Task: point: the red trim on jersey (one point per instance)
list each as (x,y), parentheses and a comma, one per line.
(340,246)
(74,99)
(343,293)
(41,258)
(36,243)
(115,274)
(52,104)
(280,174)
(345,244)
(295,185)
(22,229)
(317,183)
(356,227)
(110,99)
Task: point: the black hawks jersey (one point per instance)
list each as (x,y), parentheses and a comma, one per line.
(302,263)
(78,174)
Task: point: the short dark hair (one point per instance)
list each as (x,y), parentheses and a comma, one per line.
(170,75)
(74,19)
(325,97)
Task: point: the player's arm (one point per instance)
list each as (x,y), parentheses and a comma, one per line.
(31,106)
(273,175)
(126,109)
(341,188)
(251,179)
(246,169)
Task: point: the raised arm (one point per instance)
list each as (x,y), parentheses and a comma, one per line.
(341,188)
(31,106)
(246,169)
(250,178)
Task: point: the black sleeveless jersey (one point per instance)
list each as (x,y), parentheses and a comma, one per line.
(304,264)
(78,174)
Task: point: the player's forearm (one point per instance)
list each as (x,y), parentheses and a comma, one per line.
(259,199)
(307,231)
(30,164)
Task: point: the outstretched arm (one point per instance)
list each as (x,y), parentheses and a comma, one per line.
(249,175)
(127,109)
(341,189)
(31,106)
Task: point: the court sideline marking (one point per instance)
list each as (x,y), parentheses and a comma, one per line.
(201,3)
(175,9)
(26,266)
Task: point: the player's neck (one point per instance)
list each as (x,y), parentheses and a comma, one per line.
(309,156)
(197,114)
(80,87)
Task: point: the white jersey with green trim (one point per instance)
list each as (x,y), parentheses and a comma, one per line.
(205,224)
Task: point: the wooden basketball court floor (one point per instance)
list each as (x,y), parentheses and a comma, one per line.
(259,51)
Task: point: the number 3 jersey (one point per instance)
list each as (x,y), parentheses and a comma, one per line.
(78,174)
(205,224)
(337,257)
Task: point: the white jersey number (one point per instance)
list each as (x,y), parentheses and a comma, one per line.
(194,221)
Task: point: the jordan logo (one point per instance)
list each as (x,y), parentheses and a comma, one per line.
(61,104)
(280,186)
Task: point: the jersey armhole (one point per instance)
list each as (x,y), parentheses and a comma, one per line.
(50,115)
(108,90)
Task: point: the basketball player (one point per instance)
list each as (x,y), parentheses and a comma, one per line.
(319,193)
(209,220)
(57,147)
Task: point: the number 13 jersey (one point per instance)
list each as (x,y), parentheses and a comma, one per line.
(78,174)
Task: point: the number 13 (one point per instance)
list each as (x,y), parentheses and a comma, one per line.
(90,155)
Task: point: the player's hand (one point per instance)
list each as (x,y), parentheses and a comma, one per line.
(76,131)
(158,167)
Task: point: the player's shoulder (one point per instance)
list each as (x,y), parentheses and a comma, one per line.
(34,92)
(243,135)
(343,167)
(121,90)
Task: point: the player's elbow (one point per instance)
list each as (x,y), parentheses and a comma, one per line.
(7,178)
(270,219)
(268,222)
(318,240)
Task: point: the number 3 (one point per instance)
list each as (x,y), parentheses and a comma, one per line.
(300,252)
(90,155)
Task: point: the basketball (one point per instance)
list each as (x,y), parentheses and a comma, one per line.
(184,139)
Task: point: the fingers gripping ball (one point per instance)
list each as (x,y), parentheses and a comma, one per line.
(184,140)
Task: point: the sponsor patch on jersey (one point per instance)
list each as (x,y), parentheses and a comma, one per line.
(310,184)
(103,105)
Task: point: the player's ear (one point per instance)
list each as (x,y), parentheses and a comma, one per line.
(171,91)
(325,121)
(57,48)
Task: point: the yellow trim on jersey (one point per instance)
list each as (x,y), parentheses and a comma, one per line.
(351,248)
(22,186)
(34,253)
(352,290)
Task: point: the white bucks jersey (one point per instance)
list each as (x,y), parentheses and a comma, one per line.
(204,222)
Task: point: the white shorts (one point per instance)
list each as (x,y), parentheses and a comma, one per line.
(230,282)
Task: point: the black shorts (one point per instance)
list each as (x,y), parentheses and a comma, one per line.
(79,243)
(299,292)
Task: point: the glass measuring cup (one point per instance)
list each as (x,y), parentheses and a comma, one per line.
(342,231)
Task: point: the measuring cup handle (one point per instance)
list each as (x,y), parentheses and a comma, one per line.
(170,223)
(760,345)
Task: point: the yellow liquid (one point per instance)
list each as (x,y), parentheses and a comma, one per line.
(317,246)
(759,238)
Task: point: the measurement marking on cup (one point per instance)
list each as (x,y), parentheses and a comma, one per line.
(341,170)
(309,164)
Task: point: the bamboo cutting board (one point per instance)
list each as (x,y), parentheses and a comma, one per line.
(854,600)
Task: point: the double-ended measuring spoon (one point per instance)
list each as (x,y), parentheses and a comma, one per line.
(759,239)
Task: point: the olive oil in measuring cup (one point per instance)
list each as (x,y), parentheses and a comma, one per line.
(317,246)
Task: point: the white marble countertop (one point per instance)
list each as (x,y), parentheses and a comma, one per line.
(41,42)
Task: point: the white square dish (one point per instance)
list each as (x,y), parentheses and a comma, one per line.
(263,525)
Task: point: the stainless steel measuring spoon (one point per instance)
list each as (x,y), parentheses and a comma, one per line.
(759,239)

=-=-=

**What you should do:**
For every entry in the records above, write an exact copy.

**Result for this exercise:**
Task: point: the red trim on jersey (one point per instance)
list each as (x,y), parentheses and a comma, one per line.
(340,246)
(74,99)
(343,293)
(41,258)
(36,243)
(115,274)
(52,104)
(280,174)
(345,244)
(295,185)
(22,229)
(317,183)
(356,227)
(110,99)
Task: point: the black hawks jersey (one point per instance)
list each as (x,y), parentheses and a comma, one per line.
(302,263)
(78,174)
Task: point: the short dark hair (one point per instance)
list each as (x,y), parentheses and a comma, one per line.
(170,75)
(74,19)
(325,97)
Task: point: the player's arm (one point per instance)
list each as (x,y), parentheses and a comma, one per line.
(31,106)
(273,175)
(126,109)
(341,188)
(251,179)
(246,169)
Task: point: the raised arm (one point per instance)
list each as (x,y), parentheses and a comma, one per line.
(341,188)
(31,106)
(246,169)
(250,178)
Task: point: the black sleeveless jersey (one point per instance)
list each as (x,y), parentheses and a comma, one per line.
(304,264)
(78,174)
Task: point: the player's forearm (one point per instance)
list each as (x,y), parentheses and a comma, one per line.
(259,199)
(307,231)
(30,164)
Task: point: the outstretched arm (one point per instance)
list each as (x,y), parentheses and a comma, one per line.
(249,175)
(127,109)
(341,189)
(31,106)
Task: point: the court sideline marking (one point per instance)
list each as (x,y), parentheses and a comma, one per line.
(201,3)
(175,9)
(26,266)
Task: point: the player's neck (one point per instance)
list each as (x,y), parentheses and a comma, one per line.
(309,156)
(197,114)
(80,87)
Task: point: the white jersey with green trim (one point per instance)
list each as (x,y), parentheses and a comma, one per line.
(205,224)
Task: point: the wooden basketball court floor (one point per instance)
list each as (x,y), parentheses and a comma, one per line.
(259,51)
Task: point: the number 3 jersey (one point per instance)
list each as (x,y), parentheses and a comma, one per line.
(78,174)
(205,224)
(337,257)
Task: point: the white jersey number (one point per instance)
list each as (x,y), parentheses and a comma, one per line.
(194,221)
Task: point: the jordan logo (one point per instance)
list each as (x,y), parentheses and a comma, one per line.
(61,104)
(280,186)
Task: point: the jersey armhole (one point per instance)
list each as (x,y), parentheses and a comma, one per line.
(50,115)
(108,90)
Task: point: the basketball player (one point per instance)
list each as (x,y), parentheses and a comma, one per line.
(319,193)
(209,220)
(57,147)
Task: point: the number 13 jersey (one point per instance)
list each as (x,y), parentheses and a comma, one per line.
(78,174)
Task: point: the number 13 (one point per instance)
list each as (x,y), parentheses and a comma, one per line.
(90,155)
Task: point: the player's hand (one point per instance)
list each as (x,y), parentheses and a comma, one per line.
(76,131)
(158,167)
Task: point: the player's shoulder (one point per instance)
list each as (x,y), parentheses and a comma, one per line.
(34,92)
(243,135)
(343,167)
(121,90)
Task: point: the player's elbow (one point per instance)
list each as (x,y), parentheses and a comma, one per line.
(7,178)
(270,219)
(268,222)
(318,240)
Task: point: the number 3 (one point per instance)
list each as (x,y), parentheses and a comma, one per line.
(300,252)
(90,155)
Task: point: the basketball (one point per instance)
list each as (x,y), parentheses and a comma, one per line.
(184,139)
Task: point: the fingers gripping ball (one point per instance)
list each as (x,y), parentheses and a comma, one per line.
(184,140)
Task: point: the sponsor patch on jersey (one point per instance)
list each as (x,y), parentheses and a comma, one per line.
(310,184)
(103,105)
Task: point: the player's ear (one point per instance)
list each as (x,y), parentheses and a comma, one per line.
(171,91)
(325,121)
(57,48)
Task: point: the yellow trim on jersey (one point per instance)
list each as (x,y), parentheses and a comma, one per line.
(351,248)
(22,186)
(34,253)
(352,290)
Task: point: the white bucks jersey (one point per instance)
list each as (x,y), parentheses and a comma, one per line.
(204,222)
Task: point: the white shorts (one point per instance)
list each as (x,y), parentheses and a comma, one per line.
(230,282)
Task: point: the black shorts (one point per instance)
list each as (x,y), parentheses and a comma, one per line.
(79,243)
(299,292)
Task: point: the glass measuring cup (one point per instance)
list each as (x,y), parentheses and a comma, one per line.
(342,231)
Task: point: the measuring cup handle (one point per instance)
list each as (x,y), parentheses and a comma, one per line.
(170,223)
(760,345)
Task: point: the yellow liquid (one point per instance)
list each as (x,y), parentheses and a comma, one per line.
(317,246)
(759,238)
Task: point: the measurement marking on cup (one point per instance)
list each as (x,y), parentheses and a comma, one per line.
(341,170)
(309,164)
Task: point: the bamboo cutting board (one point per instance)
list each as (x,y), parentheses and a comma, one per line.
(854,600)
Task: point: the double-ended measuring spoon (one point per instance)
list each as (x,y), parentheses and a comma, one per line.
(759,239)
Task: point: the olive oil in measuring cup (one point per instance)
list each as (x,y), parentheses and a comma, one per line.
(317,246)
Task: point: the white marble countertop (one point per instance)
list each as (x,y), parentheses and a comma, one per line.
(41,42)
Task: point: the white square dish (one point per instance)
list each as (x,y), parentheses and a comma, one per line.
(263,525)
Task: point: the stainless steel measuring spoon (one point per instance)
list each as (x,y), parentheses and a comma, one per line.
(759,239)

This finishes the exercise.